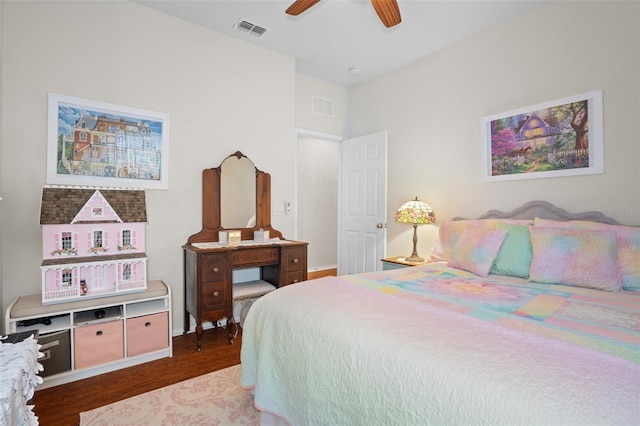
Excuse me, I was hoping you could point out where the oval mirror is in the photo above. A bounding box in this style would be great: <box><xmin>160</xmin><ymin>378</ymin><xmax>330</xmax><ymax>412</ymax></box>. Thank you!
<box><xmin>220</xmin><ymin>153</ymin><xmax>256</xmax><ymax>229</ymax></box>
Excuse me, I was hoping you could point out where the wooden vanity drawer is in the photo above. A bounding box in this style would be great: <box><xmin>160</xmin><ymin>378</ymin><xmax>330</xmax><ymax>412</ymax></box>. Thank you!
<box><xmin>202</xmin><ymin>281</ymin><xmax>231</xmax><ymax>311</ymax></box>
<box><xmin>200</xmin><ymin>255</ymin><xmax>227</xmax><ymax>282</ymax></box>
<box><xmin>282</xmin><ymin>247</ymin><xmax>307</xmax><ymax>271</ymax></box>
<box><xmin>282</xmin><ymin>271</ymin><xmax>307</xmax><ymax>285</ymax></box>
<box><xmin>231</xmin><ymin>247</ymin><xmax>280</xmax><ymax>266</ymax></box>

───

→ **PROBLEM**:
Show each line in the rows above that contains the word "Thank".

→ **ANSWER FOR THE TASK**:
Excuse me, I was hoping you could point out where the oval mirror is in the photo above. A bounding box in this style would be great: <box><xmin>160</xmin><ymin>378</ymin><xmax>330</xmax><ymax>412</ymax></box>. Thank you!
Excuse me, I was hoping you could point out where the wooden vanity drawer is in the photo above. A bounding box in this style would be great: <box><xmin>160</xmin><ymin>378</ymin><xmax>330</xmax><ymax>412</ymax></box>. Thank you!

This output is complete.